# ACTION ITEM
Only an exact repetition of the entries will do.

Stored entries
====

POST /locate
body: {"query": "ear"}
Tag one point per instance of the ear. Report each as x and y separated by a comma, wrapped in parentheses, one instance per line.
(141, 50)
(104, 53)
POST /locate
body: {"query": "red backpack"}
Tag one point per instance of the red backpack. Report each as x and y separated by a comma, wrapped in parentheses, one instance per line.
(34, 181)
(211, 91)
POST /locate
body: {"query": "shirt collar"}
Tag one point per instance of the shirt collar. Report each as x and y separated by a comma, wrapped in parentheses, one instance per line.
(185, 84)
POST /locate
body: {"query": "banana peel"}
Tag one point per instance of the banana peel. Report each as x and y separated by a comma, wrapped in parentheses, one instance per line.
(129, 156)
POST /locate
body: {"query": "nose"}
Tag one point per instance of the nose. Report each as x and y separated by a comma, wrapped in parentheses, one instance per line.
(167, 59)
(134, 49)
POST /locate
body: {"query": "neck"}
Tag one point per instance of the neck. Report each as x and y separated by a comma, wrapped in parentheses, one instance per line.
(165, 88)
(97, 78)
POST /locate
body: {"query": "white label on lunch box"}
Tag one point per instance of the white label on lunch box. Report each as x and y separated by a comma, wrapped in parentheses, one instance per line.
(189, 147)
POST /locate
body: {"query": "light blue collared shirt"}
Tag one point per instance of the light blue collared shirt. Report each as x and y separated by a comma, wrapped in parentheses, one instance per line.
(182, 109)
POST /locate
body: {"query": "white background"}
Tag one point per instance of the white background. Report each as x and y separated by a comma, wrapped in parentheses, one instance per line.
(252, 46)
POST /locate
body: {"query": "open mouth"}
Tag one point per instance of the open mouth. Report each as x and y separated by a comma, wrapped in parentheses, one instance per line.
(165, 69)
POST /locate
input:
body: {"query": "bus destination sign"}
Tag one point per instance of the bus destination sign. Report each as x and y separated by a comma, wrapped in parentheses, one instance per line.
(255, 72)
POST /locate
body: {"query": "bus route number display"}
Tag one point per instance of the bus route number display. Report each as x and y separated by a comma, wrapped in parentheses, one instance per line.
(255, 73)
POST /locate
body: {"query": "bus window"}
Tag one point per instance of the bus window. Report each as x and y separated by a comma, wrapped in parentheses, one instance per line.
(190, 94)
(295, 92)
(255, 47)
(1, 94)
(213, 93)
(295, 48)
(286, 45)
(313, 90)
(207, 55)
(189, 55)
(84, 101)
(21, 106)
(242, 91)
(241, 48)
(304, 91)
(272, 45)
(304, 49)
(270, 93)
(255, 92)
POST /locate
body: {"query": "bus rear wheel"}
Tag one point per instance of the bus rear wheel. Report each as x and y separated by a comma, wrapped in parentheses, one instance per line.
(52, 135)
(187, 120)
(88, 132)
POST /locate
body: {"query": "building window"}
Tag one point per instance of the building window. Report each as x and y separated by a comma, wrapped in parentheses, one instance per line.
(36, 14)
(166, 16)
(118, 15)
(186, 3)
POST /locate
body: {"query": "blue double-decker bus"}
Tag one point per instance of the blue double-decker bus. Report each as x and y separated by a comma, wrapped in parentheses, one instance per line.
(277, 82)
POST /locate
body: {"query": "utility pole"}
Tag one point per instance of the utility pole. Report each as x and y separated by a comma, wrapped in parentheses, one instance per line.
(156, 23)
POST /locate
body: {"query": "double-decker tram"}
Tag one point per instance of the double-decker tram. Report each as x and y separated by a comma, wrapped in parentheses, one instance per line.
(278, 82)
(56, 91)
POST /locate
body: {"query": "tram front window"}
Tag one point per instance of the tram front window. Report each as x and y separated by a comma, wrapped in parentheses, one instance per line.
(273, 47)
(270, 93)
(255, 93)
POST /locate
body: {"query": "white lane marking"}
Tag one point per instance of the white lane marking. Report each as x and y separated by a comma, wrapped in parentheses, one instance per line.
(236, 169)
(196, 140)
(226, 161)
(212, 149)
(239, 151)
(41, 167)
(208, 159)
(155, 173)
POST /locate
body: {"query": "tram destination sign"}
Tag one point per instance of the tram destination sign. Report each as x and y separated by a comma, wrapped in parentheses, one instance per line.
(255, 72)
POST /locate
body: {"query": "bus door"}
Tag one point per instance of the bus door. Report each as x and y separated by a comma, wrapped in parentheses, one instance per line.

====

# ANSWER FOR THIS EXERCISE
POST /locate
body: {"query": "ear"}
Tag one point per instance of the ear. Report each as x and y separated by a comma, wrapped in parentheses, one instance per line.
(141, 50)
(104, 53)
POST /locate
body: {"query": "red backpack"}
Tag one point per instance of the red backpack. Report each as x and y separated by a comma, wrapped in parentheses, one instance per line.
(34, 181)
(211, 91)
POST /locate
body: {"query": "shirt collar"}
Tag one point per instance of the shirt collar. Report each as x and y separated by a comma, wrapped in parentheses, one instance per line.
(185, 84)
POST /locate
body: {"query": "banana peel"}
Tag one point per instance of the banana peel. Report each as x and y separated by a comma, wrapped in parentheses, one instance per line.
(129, 156)
POST /locate
body: {"query": "nose"}
Tag one point per instance of the nose. Report each as x and y separated by a comma, wrapped in parentheses, one instance per line.
(167, 59)
(134, 49)
POST /locate
body: {"query": "neck"}
Tag one point per instance of the neck. Report each as x and y separated by a comma, wrapped in parentheses, one instance per line.
(165, 88)
(97, 78)
POST /locate
body: {"query": "white label on lunch box"}
Tag one point per instance of the white label on lunch box. Report each as x and y separated by a comma, wrapped in parentheses, one instance per line.
(189, 147)
POST /locate
body: {"query": "light blue collared shirt"}
Tag one point per instance of the light blue collared shirt. Report each as x and y separated by a comma, wrapped in parentheses, one instance per line.
(182, 109)
POST /locate
body: {"query": "white background"}
Tag one point per instance of the white background. Report each as x and y separated by a comma, wrapped in parentheses, one instance per line.
(252, 46)
POST /locate
body: {"query": "open mouth"}
Tag one point per instance of the open mouth. Report each as x and y separated by a comma, wrapped in parentheses, one instance per line.
(165, 69)
POST /locate
input:
body: {"query": "bus destination sign"}
Tag one point per instance of the bus destination sign. Report each as x and y separated by a comma, wrapped in parentheses, one instance per line.
(255, 72)
POST /locate
body: {"query": "bus route number display"}
Tag one point per instance of the bus route number display. Report each as x and y separated by a comma, wrapped in parentheses, one instance per line.
(255, 73)
POST /locate
body: {"query": "bus window"}
Tag one point per instance of the bus window. Report each as x and y separated by a comma, wrapped in parentheses, one instance per line.
(190, 94)
(295, 92)
(255, 47)
(1, 94)
(213, 93)
(295, 48)
(286, 45)
(313, 90)
(207, 55)
(189, 55)
(84, 101)
(21, 106)
(242, 91)
(241, 48)
(304, 91)
(272, 45)
(304, 49)
(270, 93)
(255, 92)
POST /locate
body: {"query": "bus rear wheel"}
Tag one point per instance of the bus rear wheel. Report each as x and y separated by a comma, wrapped in parentheses, one instance per line.
(52, 135)
(187, 120)
(88, 132)
POST /locate
body: {"query": "building window"}
Tag one point per instance of the building window. Report each as x and y separated by a comma, wrapped in parentheses, one instance per line.
(36, 14)
(166, 16)
(118, 15)
(186, 3)
POST /locate
body: {"query": "blue double-decker bus"}
Tag one point per instance of the blue double-decker bus. Report each as x and y separated by a comma, wrapped in parentheses, one instance per line.
(277, 82)
POST /locate
body: {"query": "utility pole"}
Tag one point per instance of the utility pole. Report each as x and y separated by a comma, wrapped in parentheses, one instance per line.
(156, 23)
POST /locate
body: {"query": "double-decker tram"}
Tag one point per instance of the double-decker tram. Report each as x and y separated by a comma, wrapped in parentheses, one instance per line.
(278, 82)
(56, 91)
POST /locate
body: {"query": "tram front window"}
Tag one point per instance of the tram front window. Report each as x and y separated by a comma, wrapped in parentheses, one instance per line.
(273, 47)
(270, 93)
(255, 93)
POST /locate
body: {"query": "white lane marking"}
Tag one point per instance of the white lane marking. Report each as x and y separated by a comma, wrapped in parentheses, one instance per line.
(236, 169)
(196, 140)
(226, 161)
(212, 149)
(239, 151)
(41, 167)
(208, 159)
(155, 173)
POST /locate
body: {"query": "tram destination sign"}
Tag one point per instance of the tram destination sign. Report each as x and y separated by a comma, wrapped in parentheses, one instance per line.
(255, 72)
POST /locate
body: {"query": "bus door"}
Tag one point per instance of the bus door. Report each as x and y separated by a comma, wrapped in parentheses, one instance per line.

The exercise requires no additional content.